*Input data*.
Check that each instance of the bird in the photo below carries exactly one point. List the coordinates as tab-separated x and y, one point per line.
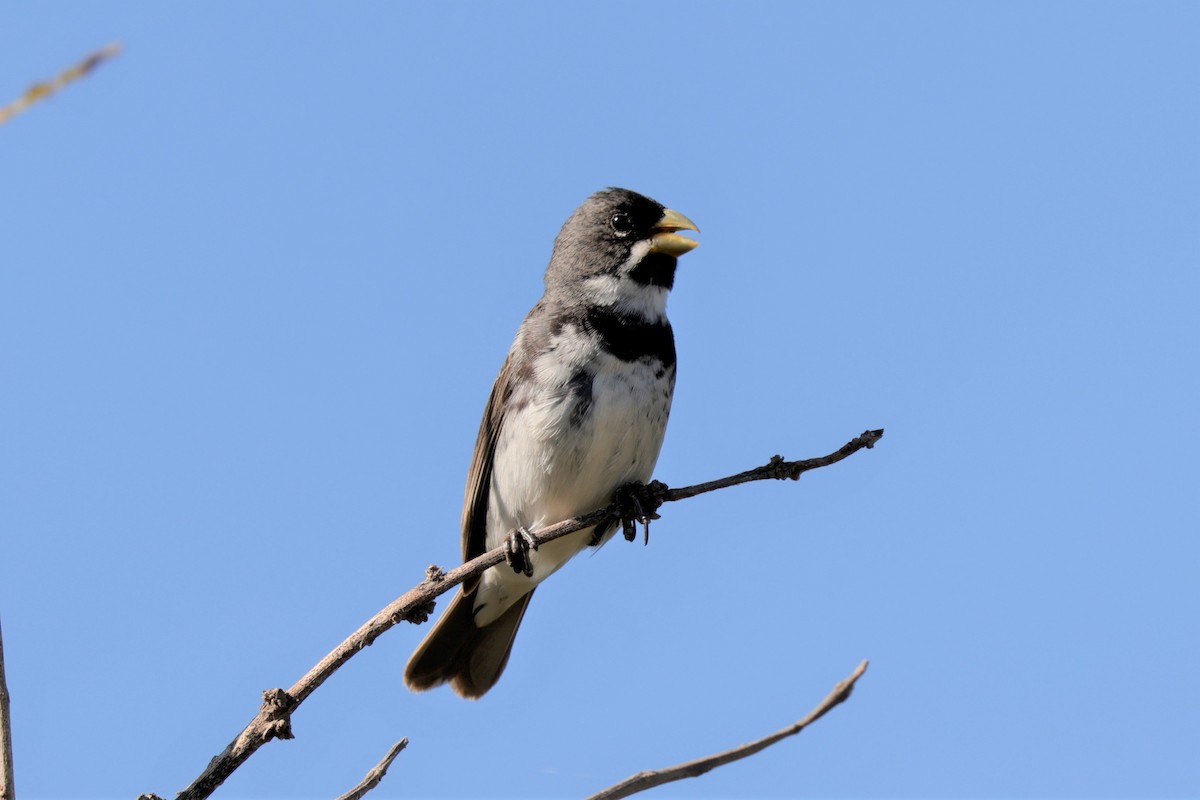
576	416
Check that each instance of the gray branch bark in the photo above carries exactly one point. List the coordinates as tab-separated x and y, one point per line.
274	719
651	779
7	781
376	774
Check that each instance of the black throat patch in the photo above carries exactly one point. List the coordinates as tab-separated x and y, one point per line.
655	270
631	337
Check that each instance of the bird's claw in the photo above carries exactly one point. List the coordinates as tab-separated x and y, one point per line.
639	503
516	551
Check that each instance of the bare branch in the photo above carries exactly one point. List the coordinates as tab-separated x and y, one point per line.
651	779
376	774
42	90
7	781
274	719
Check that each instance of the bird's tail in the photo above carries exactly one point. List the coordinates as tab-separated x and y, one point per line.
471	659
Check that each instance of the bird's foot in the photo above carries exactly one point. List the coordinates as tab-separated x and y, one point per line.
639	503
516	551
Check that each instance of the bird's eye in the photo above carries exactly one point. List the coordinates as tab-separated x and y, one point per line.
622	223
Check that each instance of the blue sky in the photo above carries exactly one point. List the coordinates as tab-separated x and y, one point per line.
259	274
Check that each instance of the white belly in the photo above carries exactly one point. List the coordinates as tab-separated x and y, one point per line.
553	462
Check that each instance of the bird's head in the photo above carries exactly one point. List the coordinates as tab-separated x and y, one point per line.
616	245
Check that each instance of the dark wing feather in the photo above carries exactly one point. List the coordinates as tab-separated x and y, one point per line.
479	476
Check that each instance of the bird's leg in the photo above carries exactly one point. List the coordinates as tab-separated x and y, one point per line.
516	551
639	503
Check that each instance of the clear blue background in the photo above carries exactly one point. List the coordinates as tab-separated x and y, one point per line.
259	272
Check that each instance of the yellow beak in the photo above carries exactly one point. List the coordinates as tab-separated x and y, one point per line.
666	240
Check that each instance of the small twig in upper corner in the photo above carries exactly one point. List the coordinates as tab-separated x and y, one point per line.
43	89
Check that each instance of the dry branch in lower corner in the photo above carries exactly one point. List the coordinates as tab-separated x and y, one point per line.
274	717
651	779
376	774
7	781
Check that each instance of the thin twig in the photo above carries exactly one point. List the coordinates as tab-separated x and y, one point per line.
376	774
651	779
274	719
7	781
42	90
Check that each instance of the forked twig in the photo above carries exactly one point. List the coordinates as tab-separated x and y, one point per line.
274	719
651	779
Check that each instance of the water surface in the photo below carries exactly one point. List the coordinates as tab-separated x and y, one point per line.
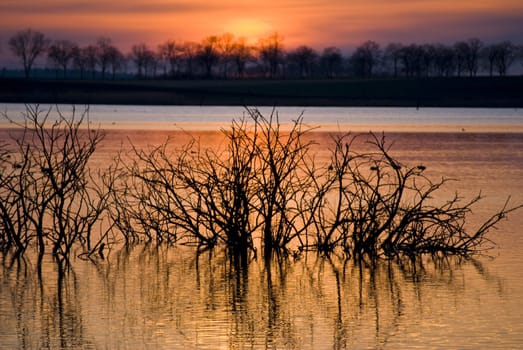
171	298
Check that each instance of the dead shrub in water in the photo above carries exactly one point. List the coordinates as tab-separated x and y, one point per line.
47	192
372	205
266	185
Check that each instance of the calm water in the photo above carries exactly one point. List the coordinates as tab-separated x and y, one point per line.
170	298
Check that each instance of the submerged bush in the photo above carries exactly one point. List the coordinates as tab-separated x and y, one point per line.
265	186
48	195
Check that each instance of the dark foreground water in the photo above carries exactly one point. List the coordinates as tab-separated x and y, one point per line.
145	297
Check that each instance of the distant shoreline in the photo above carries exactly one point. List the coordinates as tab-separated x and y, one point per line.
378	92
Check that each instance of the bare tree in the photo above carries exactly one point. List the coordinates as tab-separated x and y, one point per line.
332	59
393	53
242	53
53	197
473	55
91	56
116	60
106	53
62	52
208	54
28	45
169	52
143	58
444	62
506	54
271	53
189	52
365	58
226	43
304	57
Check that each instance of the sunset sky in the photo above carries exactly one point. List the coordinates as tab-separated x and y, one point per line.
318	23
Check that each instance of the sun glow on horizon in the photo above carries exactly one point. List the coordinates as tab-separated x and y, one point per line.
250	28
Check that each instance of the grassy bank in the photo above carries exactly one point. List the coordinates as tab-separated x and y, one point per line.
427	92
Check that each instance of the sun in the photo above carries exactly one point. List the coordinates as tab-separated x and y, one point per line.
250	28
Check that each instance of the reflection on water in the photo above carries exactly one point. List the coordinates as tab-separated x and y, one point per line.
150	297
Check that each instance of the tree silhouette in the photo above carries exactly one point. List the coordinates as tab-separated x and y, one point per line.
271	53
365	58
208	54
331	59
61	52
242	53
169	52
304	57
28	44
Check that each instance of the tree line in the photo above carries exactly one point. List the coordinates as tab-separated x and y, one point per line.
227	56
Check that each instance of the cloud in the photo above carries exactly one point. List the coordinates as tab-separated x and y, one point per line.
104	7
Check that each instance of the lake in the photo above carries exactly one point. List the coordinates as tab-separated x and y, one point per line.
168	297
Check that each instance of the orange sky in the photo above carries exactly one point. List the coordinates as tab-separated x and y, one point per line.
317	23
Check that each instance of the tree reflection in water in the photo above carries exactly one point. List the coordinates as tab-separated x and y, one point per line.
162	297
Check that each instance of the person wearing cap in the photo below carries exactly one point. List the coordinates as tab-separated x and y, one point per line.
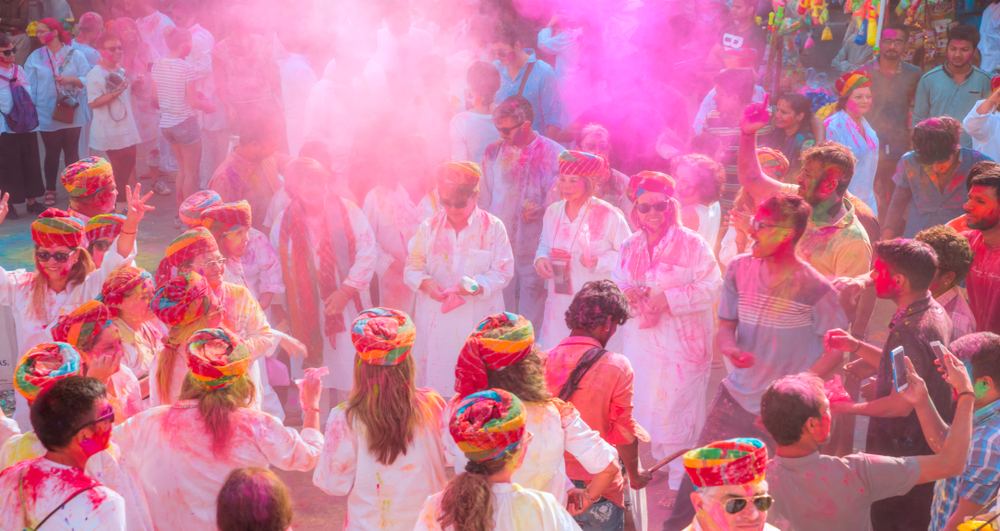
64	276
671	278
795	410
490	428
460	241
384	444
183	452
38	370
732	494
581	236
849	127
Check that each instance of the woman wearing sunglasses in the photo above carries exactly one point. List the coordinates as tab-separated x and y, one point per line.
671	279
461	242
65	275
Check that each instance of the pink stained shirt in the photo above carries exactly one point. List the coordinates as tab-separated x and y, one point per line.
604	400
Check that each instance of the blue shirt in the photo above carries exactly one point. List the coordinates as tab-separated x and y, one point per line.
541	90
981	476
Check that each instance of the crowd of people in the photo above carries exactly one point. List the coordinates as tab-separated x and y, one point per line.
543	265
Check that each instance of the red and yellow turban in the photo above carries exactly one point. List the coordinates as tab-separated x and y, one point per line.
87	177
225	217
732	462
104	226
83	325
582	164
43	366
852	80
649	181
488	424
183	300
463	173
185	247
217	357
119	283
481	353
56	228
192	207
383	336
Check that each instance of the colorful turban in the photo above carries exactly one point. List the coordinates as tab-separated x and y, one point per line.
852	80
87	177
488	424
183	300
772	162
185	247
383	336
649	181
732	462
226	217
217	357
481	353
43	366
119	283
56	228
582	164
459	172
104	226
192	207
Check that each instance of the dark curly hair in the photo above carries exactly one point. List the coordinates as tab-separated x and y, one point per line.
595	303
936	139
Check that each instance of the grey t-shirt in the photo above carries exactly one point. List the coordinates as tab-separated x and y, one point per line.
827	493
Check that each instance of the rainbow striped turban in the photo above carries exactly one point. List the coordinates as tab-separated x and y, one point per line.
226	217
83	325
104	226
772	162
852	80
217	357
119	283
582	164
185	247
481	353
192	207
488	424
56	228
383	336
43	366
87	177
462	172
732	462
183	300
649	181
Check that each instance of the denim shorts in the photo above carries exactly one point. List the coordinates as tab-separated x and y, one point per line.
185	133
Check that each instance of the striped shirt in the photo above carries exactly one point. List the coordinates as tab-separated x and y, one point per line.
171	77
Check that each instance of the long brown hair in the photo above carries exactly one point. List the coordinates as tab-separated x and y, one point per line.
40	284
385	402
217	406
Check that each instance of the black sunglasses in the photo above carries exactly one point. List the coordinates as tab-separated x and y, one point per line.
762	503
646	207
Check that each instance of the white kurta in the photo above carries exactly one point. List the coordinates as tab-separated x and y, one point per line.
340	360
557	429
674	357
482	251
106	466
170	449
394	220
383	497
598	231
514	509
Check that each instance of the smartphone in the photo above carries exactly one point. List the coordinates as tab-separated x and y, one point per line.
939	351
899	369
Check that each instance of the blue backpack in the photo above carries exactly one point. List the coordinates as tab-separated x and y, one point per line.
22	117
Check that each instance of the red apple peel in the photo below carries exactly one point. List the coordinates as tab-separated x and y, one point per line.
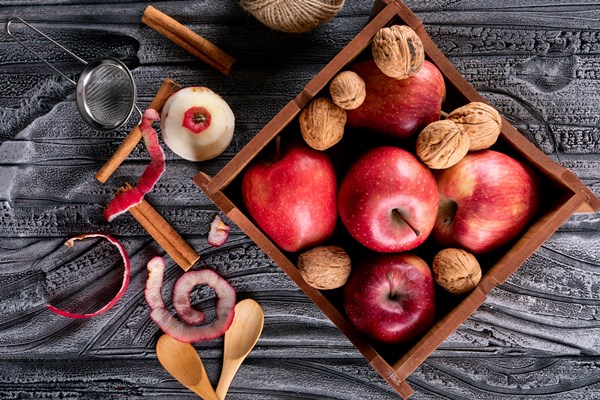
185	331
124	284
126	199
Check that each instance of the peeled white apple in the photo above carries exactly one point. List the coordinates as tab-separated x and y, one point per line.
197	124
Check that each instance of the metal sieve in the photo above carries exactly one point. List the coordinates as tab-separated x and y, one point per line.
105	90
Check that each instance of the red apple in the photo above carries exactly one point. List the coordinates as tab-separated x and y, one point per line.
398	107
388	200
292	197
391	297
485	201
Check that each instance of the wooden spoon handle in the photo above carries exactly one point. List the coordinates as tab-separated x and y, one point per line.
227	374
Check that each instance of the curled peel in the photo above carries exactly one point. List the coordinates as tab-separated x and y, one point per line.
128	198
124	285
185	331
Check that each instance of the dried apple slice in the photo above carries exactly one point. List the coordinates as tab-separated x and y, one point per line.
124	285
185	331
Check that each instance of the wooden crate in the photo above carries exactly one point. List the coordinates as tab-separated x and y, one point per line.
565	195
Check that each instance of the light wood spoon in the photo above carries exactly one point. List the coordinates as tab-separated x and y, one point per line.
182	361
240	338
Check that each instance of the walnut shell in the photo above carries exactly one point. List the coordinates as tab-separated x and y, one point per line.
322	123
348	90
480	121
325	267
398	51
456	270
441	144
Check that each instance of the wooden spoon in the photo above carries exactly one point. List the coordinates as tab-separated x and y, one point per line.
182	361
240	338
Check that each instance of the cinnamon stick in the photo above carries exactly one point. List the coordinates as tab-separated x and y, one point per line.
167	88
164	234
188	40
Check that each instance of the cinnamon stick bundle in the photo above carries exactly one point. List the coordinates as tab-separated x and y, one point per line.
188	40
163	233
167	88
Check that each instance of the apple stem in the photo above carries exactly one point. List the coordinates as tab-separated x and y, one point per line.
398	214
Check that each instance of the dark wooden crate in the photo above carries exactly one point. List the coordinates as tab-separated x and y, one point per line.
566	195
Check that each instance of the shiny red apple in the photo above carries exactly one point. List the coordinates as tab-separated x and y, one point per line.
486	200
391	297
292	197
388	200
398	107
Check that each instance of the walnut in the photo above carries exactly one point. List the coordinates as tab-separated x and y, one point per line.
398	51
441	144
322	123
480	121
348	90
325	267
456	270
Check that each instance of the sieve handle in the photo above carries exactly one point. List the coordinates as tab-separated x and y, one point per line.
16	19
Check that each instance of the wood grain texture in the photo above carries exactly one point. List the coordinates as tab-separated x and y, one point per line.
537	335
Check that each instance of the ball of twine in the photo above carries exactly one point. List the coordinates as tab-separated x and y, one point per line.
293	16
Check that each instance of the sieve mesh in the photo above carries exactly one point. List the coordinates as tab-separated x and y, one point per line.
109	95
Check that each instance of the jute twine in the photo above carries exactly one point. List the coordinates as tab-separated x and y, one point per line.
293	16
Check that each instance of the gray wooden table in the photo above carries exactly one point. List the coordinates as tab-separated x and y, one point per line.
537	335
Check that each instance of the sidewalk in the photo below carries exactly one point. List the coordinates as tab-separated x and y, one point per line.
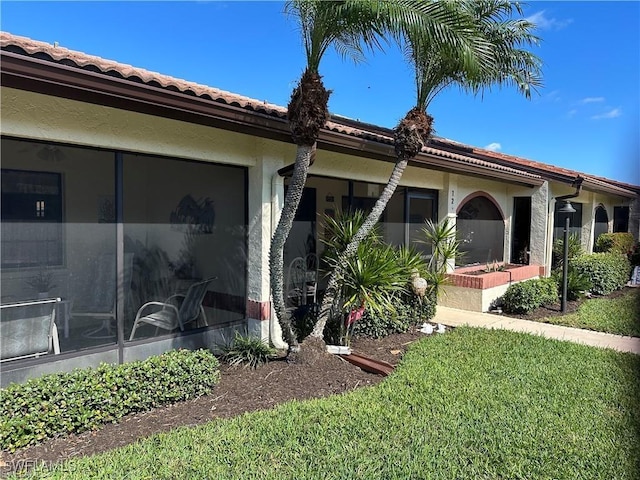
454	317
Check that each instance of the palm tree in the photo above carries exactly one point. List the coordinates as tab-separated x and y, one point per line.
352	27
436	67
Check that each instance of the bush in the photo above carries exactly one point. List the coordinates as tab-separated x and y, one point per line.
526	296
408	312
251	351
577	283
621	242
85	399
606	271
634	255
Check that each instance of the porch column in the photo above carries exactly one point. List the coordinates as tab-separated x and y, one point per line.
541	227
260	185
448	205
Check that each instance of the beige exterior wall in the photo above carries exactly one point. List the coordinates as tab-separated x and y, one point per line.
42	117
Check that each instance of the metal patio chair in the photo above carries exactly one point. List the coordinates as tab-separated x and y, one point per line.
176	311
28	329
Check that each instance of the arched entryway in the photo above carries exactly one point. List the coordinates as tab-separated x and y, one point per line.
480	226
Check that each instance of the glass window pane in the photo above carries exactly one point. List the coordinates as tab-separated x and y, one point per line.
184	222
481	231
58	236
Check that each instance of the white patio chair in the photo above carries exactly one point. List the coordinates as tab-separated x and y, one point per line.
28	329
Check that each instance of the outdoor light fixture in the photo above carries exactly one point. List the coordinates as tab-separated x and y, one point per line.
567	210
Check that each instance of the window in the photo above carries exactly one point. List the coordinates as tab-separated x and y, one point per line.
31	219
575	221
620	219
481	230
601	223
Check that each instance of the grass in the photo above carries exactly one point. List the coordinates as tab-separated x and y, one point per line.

*Task statement*. Locate the line that contains "Check that each instance of the beige", then please quote it and every line after it to the end of the entries above, exactly and with nothing else.

*Solution to this exercise*.
Check that each instance of the beige exterior wall in the photo above carries exactly one point. List the coordinates as tab-separated x and y, one point per line.
42	117
Check that each instance of the metal patio chair in the photo above carries exactly one point. List the coordinates as tab-separated x and y, one point per line.
176	311
28	329
Check that each instance of the arched entryway in the photo above carries exactly one point. List the coordinates as tab-separated x and y, one point per line.
480	226
Check that each instance of the glass window pane in the photo above carries exactly one point. List the coordinates as tab-separated x and y, one point per line.
184	222
481	231
58	236
Check that each instance of the white patio chair in the photo above carries exactly one point. List the coordinates as tab-separated x and y, one point per line.
28	329
Check that each instance of the outdoor light fixture in the photo above carries exactly one point. List the coordinates as tab-separated x and y, one point per line.
567	210
Check that each instance of the window in the photo above carries exactly one point. List the coordinates as tab-separated x and y, one point per line.
31	219
575	221
620	219
481	230
601	223
Check that each instance of the grass in the photo above carries exactly one point. List the coordinates as tab-separated x and y, one point per line.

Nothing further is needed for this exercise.